Parallel and distributed computing in large-scale computer applications in engineering and sciences is widely adopted in research environments. In this way, Cepel, within the Department of Energy Optimization and Environment (DEA), adopted a solution to lower the final execution times of its main programs through the use of parallel processing.

The goal of the PRODIS project is to develop programming techniques to execute its main programs in a high performance environment using parallel processing. Currently, the NEWAVE (Long and Medium Term Operation Planning Model of Interconnected Hydrothermal Systems), DECOMP (Short Term Operation Planning Model for Interconnected Hydrothermal Systems) and SUISHI (Model of Simulation to Individualized Hydrothermal Subsystems Interconnected Plants) models already make use of this type of environment. Such models are widely used in the Brazilian Electrical System, with emphasis on NEWAVE in the Medium-Term Energy Operation Planning and Expansion Planning Studies. They also have huge demands on CPU time and tasks that can be performed simultaneously over time. Once modified, the execution of the programs is done by several processes instead of a single one. These processes communicate with each other through messages, sending and receiving data, and one of these processors is responsible for organizing these messages.

==========

■ THE REQUEST: Continue the passage on Cepel's PRODIS parallel processing project, starting after its final sentence.

==========

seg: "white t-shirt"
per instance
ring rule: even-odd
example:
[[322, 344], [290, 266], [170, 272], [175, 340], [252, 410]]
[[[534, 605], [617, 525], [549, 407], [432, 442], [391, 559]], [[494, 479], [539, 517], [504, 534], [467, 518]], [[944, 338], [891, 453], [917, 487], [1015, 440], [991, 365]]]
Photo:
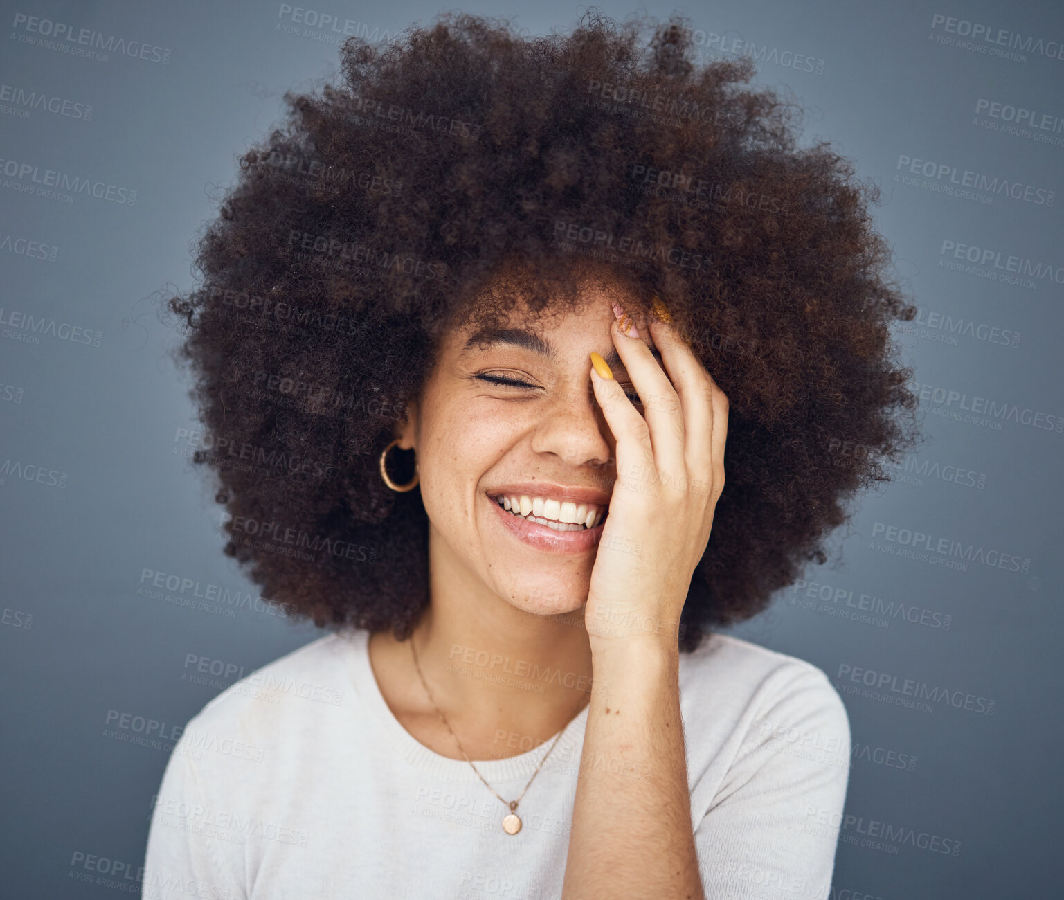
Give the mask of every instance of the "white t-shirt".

==========

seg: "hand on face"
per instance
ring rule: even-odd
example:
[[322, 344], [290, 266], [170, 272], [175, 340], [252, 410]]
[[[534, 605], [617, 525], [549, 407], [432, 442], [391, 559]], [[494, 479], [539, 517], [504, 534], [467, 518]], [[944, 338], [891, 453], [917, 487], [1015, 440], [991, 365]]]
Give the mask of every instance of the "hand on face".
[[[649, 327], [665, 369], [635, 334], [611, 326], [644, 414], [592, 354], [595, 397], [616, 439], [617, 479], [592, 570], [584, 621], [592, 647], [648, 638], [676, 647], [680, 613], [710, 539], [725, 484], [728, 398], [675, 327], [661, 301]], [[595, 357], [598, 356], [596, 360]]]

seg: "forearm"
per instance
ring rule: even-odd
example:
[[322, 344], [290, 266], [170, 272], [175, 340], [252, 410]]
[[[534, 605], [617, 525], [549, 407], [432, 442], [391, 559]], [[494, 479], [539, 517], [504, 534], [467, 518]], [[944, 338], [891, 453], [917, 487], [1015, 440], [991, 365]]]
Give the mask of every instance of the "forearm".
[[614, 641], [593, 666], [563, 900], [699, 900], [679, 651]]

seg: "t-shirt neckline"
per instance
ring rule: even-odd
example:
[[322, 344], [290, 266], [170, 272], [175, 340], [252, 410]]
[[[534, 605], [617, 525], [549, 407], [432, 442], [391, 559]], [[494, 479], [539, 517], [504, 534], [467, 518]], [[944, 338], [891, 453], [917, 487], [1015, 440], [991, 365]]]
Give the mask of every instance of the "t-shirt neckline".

==========

■ SOLVED EXERCISE:
The identification of the tasks to be paralleled can be exemplified by what has been done in the NEWAVE program. This program is applied to solve a long and medium term planning problem (5 to 15 years of planning horizon) and uses stochastic dual dynamic programming (SDDP) as the solution technique. The solution process consists of determining an operating policy so that at each step of the planning period, given an initial state, generation targets for each subsystem are obtained, in order to minimizethe expected value of the total operation cost of operation over the planning horizon, and also taking into account a given risk measure.

This policy, represented by the future cost function (FCF) at the end of each time step (stage), is approximated by a piecewise linear function produced iteratively by Benders cuts. At each stage, and for each state of the system (storage levels and inflows in the previous months), the hydrothermal coordination problem is modeled as a linear program (LP), and the dual variables associated to the solution of this problem are used for the construction of the Benders cuts (backward step).

In order to obtain an estimate of the expected operational cost over the planning horizon, the operation of the system is simulated for the different inflow scenarios, considering the FCF obtained at each time step, (forward step). Since this method is composed by independent processes, the software takes advantage of this characteristic to distribute the various LP problems involved in the backward and forward stages between multiple processors.

In the backward stage, at every stage of the planning horizon, each process receives a set of operation dispatch problems associated with different energy inflow scenarios. After obtaining the solution to all these problems, each process produces a Benders cut that is sent to a main process. After receiving all Benders cuts, this process generates the FCF which will be used in stage (t-1) and transmits it to all other processes involved in the calculation (Figure 1).

Figure 1 - Distribution of Benders cuts in the backward process

Likewise, in the forward step, at each step, the processes receive a set of LP problems whose solutions are transferred to a main process to check convergence (Figure 2).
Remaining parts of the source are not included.